New Study Shows Highly Anxious Partners Have Lower Immunity
A new US study of 85 mostly white couples, has found that those who feel highly anxious about their romantic relationship can be hazardous to their health. This anxiety may actually result in lower immunity.
In the study, the 85 couples who were all married for an average of more than 12 years and with an average age of 39, were asked to provide saliva samples over 3 days and blood samples on two occasions. From these, the research team measured their levels of cortisol and T-cells. The study subjects were generally healthy and were asked to complete questionnaires about their relationships, general anxiety levels and symptoms, and also about their marriage and their sleep quality.
Stress and Lower Immunity
The study was titled “Attachment Anxiety Is Linked to Alterations in Cortisol Production and Cellular Immunity” and was led by Lisa Jaremka, a postdoctoral fellow at Ohio State University College of Medicine, Institute for Behavioral Medicine Research. Ms. Jaremka and other scientists from the University of Texas at Austin and Eastern Illinois University, found in their study that those who were often anxious about their close relationship with their spouses, had higher levels of a key stress related hormone called cortisol, and lower levels of a type of immune cells called T cells. This suggests that high anxiety may lower immunity.

— QUESTIONS —
- A) According to the article on anxiety and immunity, what was the average age of the couples in the study?
- B) For each statement, say whether the article on anxiety and immunity agrees with it, answering yes or no and quoting the deciding words from the article: (i) The couples had been married for an average of more than 12 years. (ii) Blood samples were taken from the participants on three occasions. (iii) Participants who were often anxious about their relationship had higher levels of T cells.

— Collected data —
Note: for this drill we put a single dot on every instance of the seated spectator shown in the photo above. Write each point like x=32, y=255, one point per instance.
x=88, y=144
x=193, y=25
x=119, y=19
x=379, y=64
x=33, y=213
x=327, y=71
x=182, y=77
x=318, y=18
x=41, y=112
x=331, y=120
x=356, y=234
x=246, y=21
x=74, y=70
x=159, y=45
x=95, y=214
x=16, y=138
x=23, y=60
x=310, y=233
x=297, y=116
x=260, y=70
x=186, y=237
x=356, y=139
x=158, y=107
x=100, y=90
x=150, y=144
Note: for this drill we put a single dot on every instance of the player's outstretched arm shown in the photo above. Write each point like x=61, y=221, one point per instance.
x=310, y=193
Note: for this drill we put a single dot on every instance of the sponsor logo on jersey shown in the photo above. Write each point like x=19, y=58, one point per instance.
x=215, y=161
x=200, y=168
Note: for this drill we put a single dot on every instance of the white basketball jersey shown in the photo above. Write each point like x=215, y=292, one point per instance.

— RESPONSES BY TASK —
- A) The couples had an average age of 39.

- B)
(i) Yes: "who were all married for an average of more than 12 years"
(ii) No: "blood samples on two occasions"
(iii) No: "lower levels of a type of immune cells called T cells"